* DATASET EXCERPTS *
+ + + + +

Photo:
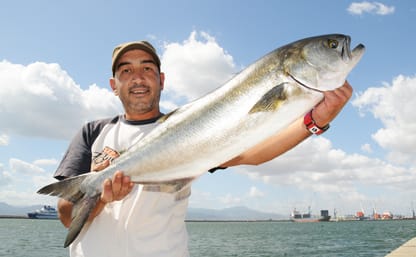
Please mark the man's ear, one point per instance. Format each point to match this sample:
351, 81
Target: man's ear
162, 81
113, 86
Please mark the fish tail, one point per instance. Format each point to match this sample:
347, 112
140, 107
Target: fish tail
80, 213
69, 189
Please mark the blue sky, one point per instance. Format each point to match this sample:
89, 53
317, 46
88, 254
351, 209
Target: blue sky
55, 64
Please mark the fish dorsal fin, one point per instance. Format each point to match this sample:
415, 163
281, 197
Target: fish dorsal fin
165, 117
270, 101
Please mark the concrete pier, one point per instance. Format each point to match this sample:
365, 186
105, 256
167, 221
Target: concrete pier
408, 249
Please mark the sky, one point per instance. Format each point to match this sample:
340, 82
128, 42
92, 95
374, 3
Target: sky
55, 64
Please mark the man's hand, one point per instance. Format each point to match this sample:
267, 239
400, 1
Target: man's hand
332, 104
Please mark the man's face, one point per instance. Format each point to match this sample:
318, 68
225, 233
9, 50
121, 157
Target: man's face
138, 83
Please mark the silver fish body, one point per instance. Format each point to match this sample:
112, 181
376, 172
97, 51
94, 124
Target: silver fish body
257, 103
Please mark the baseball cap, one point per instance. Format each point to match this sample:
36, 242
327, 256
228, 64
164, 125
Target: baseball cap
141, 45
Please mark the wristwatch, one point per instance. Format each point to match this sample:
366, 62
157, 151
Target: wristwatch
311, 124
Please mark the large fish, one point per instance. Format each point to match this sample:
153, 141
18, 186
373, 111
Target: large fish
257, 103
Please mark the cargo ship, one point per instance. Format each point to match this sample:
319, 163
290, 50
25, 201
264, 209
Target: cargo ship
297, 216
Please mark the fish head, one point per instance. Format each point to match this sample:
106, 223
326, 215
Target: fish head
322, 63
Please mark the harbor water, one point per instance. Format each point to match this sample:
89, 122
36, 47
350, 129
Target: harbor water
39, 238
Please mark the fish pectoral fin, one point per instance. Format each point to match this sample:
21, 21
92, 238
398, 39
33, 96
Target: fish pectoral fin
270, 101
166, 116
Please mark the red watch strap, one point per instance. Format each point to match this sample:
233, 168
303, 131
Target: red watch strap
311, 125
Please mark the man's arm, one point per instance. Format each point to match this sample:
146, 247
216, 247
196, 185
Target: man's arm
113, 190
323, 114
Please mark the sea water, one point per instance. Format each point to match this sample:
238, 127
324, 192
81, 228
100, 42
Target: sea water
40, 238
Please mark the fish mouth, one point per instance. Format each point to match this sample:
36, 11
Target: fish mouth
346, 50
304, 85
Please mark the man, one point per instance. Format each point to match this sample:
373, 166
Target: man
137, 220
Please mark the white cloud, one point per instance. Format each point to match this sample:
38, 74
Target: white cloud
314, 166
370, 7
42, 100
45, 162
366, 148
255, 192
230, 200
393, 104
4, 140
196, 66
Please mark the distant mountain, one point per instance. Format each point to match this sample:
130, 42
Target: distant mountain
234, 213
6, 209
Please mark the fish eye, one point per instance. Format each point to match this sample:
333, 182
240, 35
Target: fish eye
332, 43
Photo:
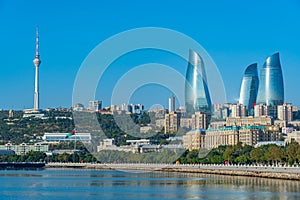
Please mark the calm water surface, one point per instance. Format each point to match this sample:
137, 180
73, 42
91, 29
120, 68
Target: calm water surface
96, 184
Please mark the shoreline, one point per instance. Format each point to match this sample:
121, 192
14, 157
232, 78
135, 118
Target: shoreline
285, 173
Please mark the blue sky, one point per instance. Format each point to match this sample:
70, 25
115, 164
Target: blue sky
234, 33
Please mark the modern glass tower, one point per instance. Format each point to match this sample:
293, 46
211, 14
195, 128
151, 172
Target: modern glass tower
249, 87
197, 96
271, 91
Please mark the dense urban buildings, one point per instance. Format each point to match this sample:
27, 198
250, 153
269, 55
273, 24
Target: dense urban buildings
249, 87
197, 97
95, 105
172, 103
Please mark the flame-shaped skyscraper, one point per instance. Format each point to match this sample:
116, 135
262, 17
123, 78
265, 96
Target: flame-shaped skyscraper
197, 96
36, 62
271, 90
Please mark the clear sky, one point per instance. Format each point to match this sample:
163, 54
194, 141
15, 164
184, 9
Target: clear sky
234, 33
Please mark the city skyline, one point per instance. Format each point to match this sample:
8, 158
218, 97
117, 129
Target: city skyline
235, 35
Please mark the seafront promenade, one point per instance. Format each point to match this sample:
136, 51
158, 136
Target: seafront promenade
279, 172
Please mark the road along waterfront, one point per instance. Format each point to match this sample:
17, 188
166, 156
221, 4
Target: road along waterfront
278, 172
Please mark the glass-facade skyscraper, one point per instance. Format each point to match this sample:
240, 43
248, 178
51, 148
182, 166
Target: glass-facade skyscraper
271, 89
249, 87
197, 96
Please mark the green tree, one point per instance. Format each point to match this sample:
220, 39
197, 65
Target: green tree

+ + + + +

Format every line of the data above as a Markdown table with the columns Row and Line, numbering the rows and skipping blank lines. Leave the pictures out.

| Row | Line |
|---|---|
| 1 | Photo: |
| 2 | Please mark the man's ear, one point per instance. Format each point to match this sample: |
| 3 | 351, 81 |
| 4 | Target: man's ear |
| 5 | 162, 81 |
| 6 | 113, 86 |
| 7 | Please mark the fish tail, one point per instance. Format each point to match this sample: |
| 8 | 347, 112 |
| 9 | 140, 107 |
| 10 | Target: fish tail |
| 11 | 80, 213 |
| 12 | 69, 189 |
| 13 | Please mark the blue sky, one point per instance. Format each point to match this sample: |
| 14 | 89, 53 |
| 15 | 317, 46 |
| 16 | 88, 254 |
| 17 | 351, 209 |
| 18 | Target: blue sky |
| 19 | 55, 64 |
| 20 | Please mark the fish dorsal fin, one point per instance. Format each point to match this sample: |
| 21 | 415, 163 |
| 22 | 281, 197 |
| 23 | Target: fish dorsal fin |
| 24 | 165, 117 |
| 25 | 270, 101 |
| 26 | Please mark the concrete pier, one point per instance. Format each point to match this sample: |
| 27 | 365, 186 |
| 28 | 105, 256 |
| 29 | 167, 221 |
| 30 | Target: concrete pier |
| 31 | 408, 249 |
| 32 | Please mark the sky, one point per instance. Format each point to match this sample: |
| 33 | 340, 82 |
| 34 | 128, 42 |
| 35 | 92, 95 |
| 36 | 374, 3 |
| 37 | Target: sky |
| 38 | 55, 64 |
| 39 | Please mark the man's hand, one point per instance. Format each point to match this sample: |
| 40 | 267, 239 |
| 41 | 400, 1 |
| 42 | Target: man's hand |
| 43 | 332, 104 |
| 44 | Please mark the man's face, one point per instance. Format each point to match this sample: |
| 45 | 318, 68 |
| 46 | 225, 233 |
| 47 | 9, 50 |
| 48 | 121, 157 |
| 49 | Target: man's face |
| 50 | 138, 83 |
| 51 | Please mark the silver fish body, one point per instance. Format each point to match this sample: |
| 52 | 112, 181 |
| 53 | 376, 172 |
| 54 | 97, 51 |
| 55 | 94, 124 |
| 56 | Target: silver fish body |
| 57 | 257, 103 |
| 58 | Please mark the baseball cap, one point per instance. Format each point to match this sample: |
| 59 | 36, 242 |
| 60 | 327, 256 |
| 61 | 228, 64 |
| 62 | 164, 125 |
| 63 | Target: baseball cap |
| 64 | 141, 45 |
| 65 | Please mark the wristwatch, one point per instance. Format each point to match this sample: |
| 66 | 366, 62 |
| 67 | 157, 151 |
| 68 | Target: wristwatch |
| 69 | 311, 124 |
| 70 | Please mark the large fish, one point per instance. Format each point to match this sample: |
| 71 | 153, 141 |
| 72 | 18, 186 |
| 73 | 373, 111 |
| 74 | Target: large fish |
| 75 | 257, 103 |
| 76 | Please mark the cargo ship, one point per instance. Format each point to match this sample: |
| 77 | 319, 163 |
| 78 | 290, 50 |
| 79 | 25, 201 |
| 80 | 264, 209 |
| 81 | Target: cargo ship |
| 82 | 297, 216 |
| 83 | Please mark the fish head, one point per instance. Format each point to match this sample: |
| 84 | 106, 223 |
| 85 | 326, 215 |
| 86 | Target: fish head |
| 87 | 322, 63 |
| 88 | Please mark the harbor water, one point per instance. Format each point to match this sample: |
| 89 | 89, 122 |
| 90 | 36, 47 |
| 91 | 350, 129 |
| 92 | Target: harbor water |
| 93 | 39, 238 |
| 94 | Please mark the fish pectoral fin, one point per instance. Format each point to match this sample: |
| 95 | 21, 21 |
| 96 | 92, 238 |
| 97 | 398, 39 |
| 98 | 33, 96 |
| 99 | Target: fish pectoral fin |
| 100 | 270, 101 |
| 101 | 166, 116 |
| 102 | Please mark the red watch strap, one point per instance. Format each point to match this sample: |
| 103 | 233, 168 |
| 104 | 303, 131 |
| 105 | Target: red watch strap |
| 106 | 311, 125 |
| 107 | Please mark the man's arm, one point per instance. Format each point to match this sample: |
| 108 | 146, 247 |
| 109 | 216, 247 |
| 110 | 196, 185 |
| 111 | Target: man's arm |
| 112 | 113, 190 |
| 113 | 323, 114 |
| 114 | Please mark the sea water, one point per instance. Format each point to match this sample: |
| 115 | 238, 127 |
| 116 | 324, 192 |
| 117 | 81, 228 |
| 118 | 100, 42 |
| 119 | Target: sea water |
| 120 | 40, 238 |
| 121 | Please mark the fish mouth, one point per instance. Format each point to match this sample: |
| 122 | 36, 11 |
| 123 | Target: fish mouth |
| 124 | 346, 50 |
| 125 | 304, 85 |
| 126 | Please mark the man, one point per instance. Format each point to match this sample: |
| 127 | 373, 166 |
| 128 | Target: man |
| 129 | 137, 220 |
| 130 | Please mark the white cloud, one point per instance. Format each point to match this sample: |
| 131 | 38, 74 |
| 132 | Target: white cloud |
| 133 | 314, 166 |
| 134 | 370, 7 |
| 135 | 42, 100 |
| 136 | 45, 162 |
| 137 | 366, 148 |
| 138 | 255, 192 |
| 139 | 230, 200 |
| 140 | 393, 104 |
| 141 | 4, 140 |
| 142 | 196, 66 |
| 143 | Please mark the distant mountain, one point per instance. Format each point to match this sample: |
| 144 | 130, 42 |
| 145 | Target: distant mountain |
| 146 | 234, 213 |
| 147 | 6, 209 |
| 148 | Please mark the fish eye, one point per instance. Format each point to match this sample: |
| 149 | 333, 182 |
| 150 | 240, 35 |
| 151 | Target: fish eye |
| 152 | 332, 43 |
| 153 | Photo: |
| 154 | Please mark the calm water surface, one point per instance. Format each point to match this sample: |
| 155 | 137, 180 |
| 156 | 73, 42 |
| 157 | 91, 29 |
| 158 | 120, 68 |
| 159 | Target: calm water surface |
| 160 | 96, 184 |
| 161 | Please mark the shoreline, one point per instance. Format each point to match this sample: |
| 162 | 121, 192 |
| 163 | 14, 157 |
| 164 | 232, 78 |
| 165 | 135, 118 |
| 166 | Target: shoreline |
| 167 | 285, 173 |
| 168 | Please mark the blue sky, one point per instance. Format each point to match this sample: |
| 169 | 70, 25 |
| 170 | 115, 164 |
| 171 | Target: blue sky |
| 172 | 234, 33 |
| 173 | Please mark the modern glass tower, one point per instance. Format each point to match this sample: |
| 174 | 293, 46 |
| 175 | 211, 14 |
| 176 | 195, 128 |
| 177 | 151, 172 |
| 178 | Target: modern glass tower |
| 179 | 249, 87 |
| 180 | 197, 96 |
| 181 | 271, 91 |
| 182 | Please mark the dense urban buildings, one point per instance. Format each point to match this sample: |
| 183 | 27, 198 |
| 184 | 250, 153 |
| 185 | 269, 55 |
| 186 | 273, 24 |
| 187 | Target: dense urban buildings |
| 188 | 249, 87 |
| 189 | 197, 97 |
| 190 | 95, 105 |
| 191 | 172, 103 |
| 192 | Please mark the flame-shaped skyscraper, one point per instance. Format each point to match this sample: |
| 193 | 116, 135 |
| 194 | 262, 17 |
| 195 | 123, 78 |
| 196 | 265, 96 |
| 197 | Target: flame-shaped skyscraper |
| 198 | 197, 96 |
| 199 | 36, 62 |
| 200 | 271, 90 |
| 201 | Please mark the clear sky, one point per instance. Format each point to match this sample: |
| 202 | 163, 54 |
| 203 | 194, 141 |
| 204 | 15, 164 |
| 205 | 184, 9 |
| 206 | Target: clear sky |
| 207 | 234, 33 |
| 208 | Please mark the city skyline, one point per instance. Format each point to match this sample: |
| 209 | 8, 158 |
| 210 | 218, 97 |
| 211 | 117, 129 |
| 212 | Target: city skyline |
| 213 | 235, 35 |
| 214 | Please mark the seafront promenade, one point per instance. Format each point to match this sample: |
| 215 | 136, 51 |
| 216 | 158, 136 |
| 217 | Target: seafront promenade |
| 218 | 279, 172 |
| 219 | Please mark the road along waterfront, one point per instance. Format each point to match this sample: |
| 220 | 17, 188 |
| 221 | 166, 156 |
| 222 | 221, 4 |
| 223 | Target: road along waterfront |
| 224 | 278, 172 |
| 225 | Please mark the glass-facade skyscraper, one point per instance. Format each point to match this sample: |
| 226 | 240, 43 |
| 227 | 248, 178 |
| 228 | 51, 148 |
| 229 | 182, 166 |
| 230 | Target: glass-facade skyscraper |
| 231 | 271, 89 |
| 232 | 249, 87 |
| 233 | 197, 96 |
| 234 | Please mark the green tree, one point per instance. Format each point to match this sample: |
| 235 | 220, 39 |
| 236 | 197, 65 |
| 237 | Target: green tree |